Школа фотомастерства. Структура образа в натюрморте

 
 
Натюрморт долго существовал как второстепенный жанр, хотя уже Дагер и Тальбот снимали предметные композиции. После них жанр пребывал на положении более чем скромном. Во времена расцвета фоторепортажа, когда выше всего ценились снимки событийные, натюрморту отводилась роль лабораторного упражнения, пробного этюда - снимая композиции из предметов, фотографы отрабатывали умение компоновать, искать выразительное освещение. О таких опытах вспоминал известный кинодокументалист Р. Кармен, работавший в 20-е годы фоторепортером: «Помню, как, поставив стеклянный сосуд, я долго «обыгрывал» его светом в необычных ракурсах, менял точку съемки... Я испытывал свойства оптики для выявления тематически главного элемента в своем снимке, выводя во внефокусность второстепенные детали и резко очерчивая изобразительные элементы». Снимки с сосудом в разных ракурсах и при разном освещении служили тому, чтобы мастерством заблистали репортажные кадры, которых от Кармена ждали в редакциях.
 
Ныне натюрморт - популярный жанр: на самых престижных выставках он желанный гость. Переход его в новое качество связан не столько с переменившимся отношением к вещам как к предмету изображения, сколько с переменами в самой фотографии. Репортажный метод предполагал охоту за мгновениями, и потому репортер зависел от мимолетности, быстротечности жизни. Эту зависимость имел в виду Дм. Бальтерманц, обращаясь к начинающим фотографам: «То, что увидено раз, например, выход рабочих со смены сегодня - в такой же ситуации, с участием тех же персонажей, никогда не повторится. Ничего в жизни не повторяется. Если репортер увидел что-то интересное, надо снимать немедленно, потому что завтра это будет выглядеть совсем по-другому». Когда жизнь «ловили» врасплох, то лишь она и только она осознавалась источником и поставщиком выразительных композиций.

Снимая натюрморт, фотограф не зависит от мгновений, от быстротечности бытия. В живописном натюрморте, отмечал искусствовед Ю. Герчук, расставленные художником «вещи застынут в заданных поворотах и сочетаниях и будут покорно позировать, не меняясь от сеанса к сеансу, позволяя без конца вглядываться в себя...». Оттого «можно сказать, что в натюрморте изображается не мгновение, а время, длящееся над неподвижным миром вещей». Натюрморт, скомпонованный фотографом, так же статичен, как и натюрморт живописный.

Экспрессивность натюрморта создается художником - вклад стремительных, динамичных процессов реальности тут, как правило, не велик. Художник сам расставляет предметы, так сказать, режиссирует мизансцену, отыскивает наиболее выгодный ракурс и может искать его долго, потому что вещи позируют безропотно; он экспериментирует и со светом, как то делал Кармен, выделяя наиболее существенное. И раз в натюрморте фотограф не зависит от преходящей реальности, то тем самым на-тюрморт для него есть возможность абсолютного авторства. Стремление реализовать эту возможность и предопределило выход натюрморта с периферии фотографического творчества чуть ли не в самый его центр.

Что нужно сделать.
(1) Кем работал Р. Кармен в 20-е годы, согласно статье о натюрморте?
(2) Перепишите фрагмент статьи о натюрморте от слов «Экспрессивность натюрморта создается» до слов «самый его центр.» включительно, заменив «мизансцену» на «сцену».

Фрагменты записей.
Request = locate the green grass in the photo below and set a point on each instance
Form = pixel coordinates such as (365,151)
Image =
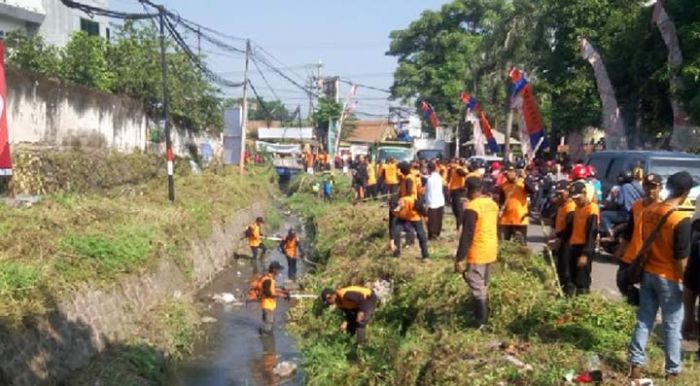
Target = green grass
(423,335)
(68,239)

Выполненное задание.
(1) Фоторепортером.

(2)
Экспрессивность натюрморта создается художником - вклад стремительных, динамичных процессов реальности тут, как правило, не велик. Художник сам расставляет предметы, так сказать, режиссирует сцену, отыскивает наиболее выгодный ракурс и может искать его долго, потому что вещи позируют безропотно; он экспериментирует и со светом, как то делал Кармен, выделяя наиболее существенное. И раз в натюрморте фотограф не зависит от преходящей реальности, то тем самым на-тюрморт для него есть возможность абсолютного авторства. Стремление реализовать эту возможность и предопределило выход натюрморта с периферии фотографического творчества чуть ли не в самый его центр.